▶ Exercises
A - In the profile of Christopher Volpe, at which university did he earn his graduate degree in poetry?
B - Carry on the profile of painter Christopher Volpe from its last sentence.

Christopher Volpe is one of those renaissance men in the arts, someone who is able to combine the musical - he plays guitar and piano - with the visual, in which he's gradually making a name for himself as a realist painter.
After working for 15 years as a professional writer — successfully navigating the public relations realm writing advertising copy and PR, he left Long Island to earn a graduate degree in poetry at the University of New Hampshire. The literary arts experience allowed him to teach college English and poetry and then, while teaching classes in art history, he discovered the American landscape tradition. It was there that his heart and career took a detour as he fell in love with the 19th century Barbizon and Tonalism landscape artists.
Largely self-taught, Volpe learned to “work backwards,” in that he was articulate and skilled with words, but lacked the technical skills to execute art. Yet he wasn’t afraid to wade into
the water. He took classes, studied the realist painters and mustered the courage to pick up a brush and venture into the visual arts. That was a mere five years ago, and now his realist paintings, which border on abstract, at times, more than hold their own.

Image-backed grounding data
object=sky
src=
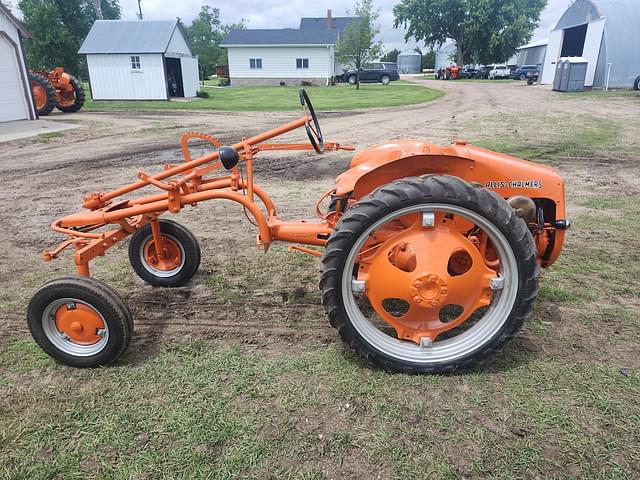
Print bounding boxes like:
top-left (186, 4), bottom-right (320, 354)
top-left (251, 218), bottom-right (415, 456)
top-left (120, 0), bottom-right (570, 52)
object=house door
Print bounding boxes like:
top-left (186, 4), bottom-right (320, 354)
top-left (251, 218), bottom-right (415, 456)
top-left (164, 58), bottom-right (184, 97)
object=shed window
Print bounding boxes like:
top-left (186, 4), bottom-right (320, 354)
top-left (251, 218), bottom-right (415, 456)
top-left (131, 55), bottom-right (142, 70)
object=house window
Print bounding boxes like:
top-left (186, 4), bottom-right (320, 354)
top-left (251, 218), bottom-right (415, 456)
top-left (131, 55), bottom-right (142, 70)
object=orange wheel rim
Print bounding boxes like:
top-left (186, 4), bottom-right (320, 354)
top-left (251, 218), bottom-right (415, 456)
top-left (31, 82), bottom-right (47, 110)
top-left (55, 303), bottom-right (105, 345)
top-left (143, 235), bottom-right (182, 272)
top-left (58, 92), bottom-right (76, 107)
top-left (358, 215), bottom-right (496, 344)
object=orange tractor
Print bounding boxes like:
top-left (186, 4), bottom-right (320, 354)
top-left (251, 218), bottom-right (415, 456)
top-left (29, 67), bottom-right (84, 117)
top-left (28, 90), bottom-right (569, 372)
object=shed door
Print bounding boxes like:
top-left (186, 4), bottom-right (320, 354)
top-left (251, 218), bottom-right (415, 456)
top-left (0, 35), bottom-right (29, 122)
top-left (180, 57), bottom-right (200, 98)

▶ Answers per task
A - The University of New Hampshire.

B -
“On Location: Plein-Air Paintings of the Seacoast,” his current solo show of 25 works at Kennedy Gallery in Portsmouth, runs through the end of May. The works represented are renditions of his favorite byways in coastal Maine, Portsmouth, Rye, Newburyport and other shorefront environs.
Volpe’s exhibition of landscape paintings captures the region’s rural spirit that many times blends into atmospherically abstracted pieces portraying some of his favorite subjects: twilight, misty streams, swamps, seasonally changing trees, rolling clouds. His work expresses inner states embodied in the geometry and imagery of nature. So, indeed, Volpe leans toward the poetic beauty that can be coaxed from interaction with landscape as well as in the new forms of artistic expression since modernism.
Volpe’s goal is beautiful works. And yet, he’s a believer in Francis Bacon’s idea that “there is no excellent beauty
that hath not some strangeness in the proportion.” For Volpe, that’s what keeps it real.